PASSAGE =

━━━━━━━━━━━━━━━━

James is a leadership consultant, organizational psychologist and executive coach. He has over 25 years’ experience working with leaders, teams and organizations globally to optimize their performance, talent and future success. He specializes in positive leadership, thriving workplaces, collaboration and influencing, organizational change and transformation, accelerating innovation and coaching executives and leaders in innovative sectors including Tech, Digital, E-commerce and Life Sciences.

Before setting up Plexus Leadership, James held leadership roles in HR and Talent Management in the UK and abroad with companies such as NatWest, Yahoo! and Novo Nordisk Pharmaceuticals. After this, he founded and led several talent and leadership consulting and assessment businesses, including Strengthscope®, an online strengths assessment and development business serving a wide range of UK and global clients. James grew this venture into a global market leader before selling the business in 2018.

James has supported, advised and coached leaders and teams globally across diverse industries and geographies. Clients he has worked with include Allen & Overy, Commvault, Equinor, Facebook, GSK, Hilton, John Lewis, Novartis Pharmaceuticals, NHS, Oracle, Sainsbury’s, Swiss Re, Tesco, Takeda Pharmaceuticals, WSP and Yahoo!.

James has a Master’s in Organizational Psychology, an MBA, an Advanced Diploma in Executive Coaching and a Harvard Business qualification in Sustainable Business Strategy. He is a member of the Institute of Directors, the Association of Business Psychologists and a Fellow of the Chartered Institute of Personnel and Development (FCIPD). He is currently undertaking a PhD in Organizational Psychology examining the start-up experiences of Tech and Digital entrepreneurs.

James is a regular contributor and speaker on leadership, coaching, innovative talent management and the future of work. His most recent book, Optimize Your Strengths, explores how leaders can create thriving workplaces by inspiring and supporting people to optimize their potential and teamwork to deliver breakthrough results.

━━━━━━━━━━━━━━━━

PROVIDED RECORDS =

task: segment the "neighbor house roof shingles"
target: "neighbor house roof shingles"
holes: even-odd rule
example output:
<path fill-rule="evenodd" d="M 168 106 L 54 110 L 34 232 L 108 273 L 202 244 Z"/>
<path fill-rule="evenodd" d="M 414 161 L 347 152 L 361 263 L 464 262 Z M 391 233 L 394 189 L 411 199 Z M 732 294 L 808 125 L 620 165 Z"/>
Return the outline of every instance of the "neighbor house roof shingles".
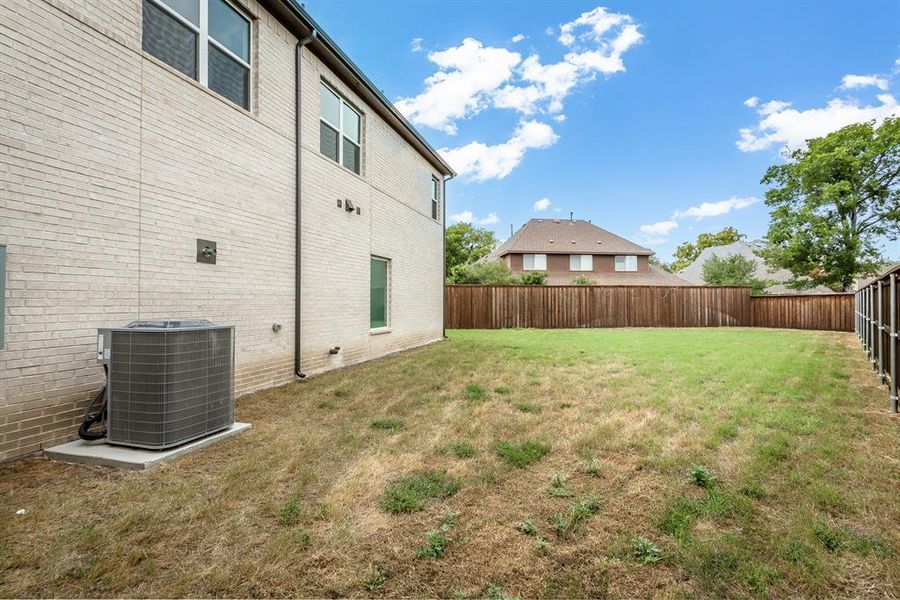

━━━━━━━━━━━━━━━━

ACTION ITEM =
Using the profile of James, say whether each statement agrees with it. Answer yes or no for each, and quote the words that decide it.
1. James sold Strengthscope® in 2018.
2. James has finished a PhD in Organizational Psychology.
3. James held his HR and Talent Management roles only in the UK.

WRITTEN SOLUTION =
1. Yes: "James grew this venture into a global market leader before selling the business in 2018."
2. No: "He is currently undertaking a PhD in Organizational Psychology"
3. No: "James held leadership roles in HR and Talent Management in the UK and abroad"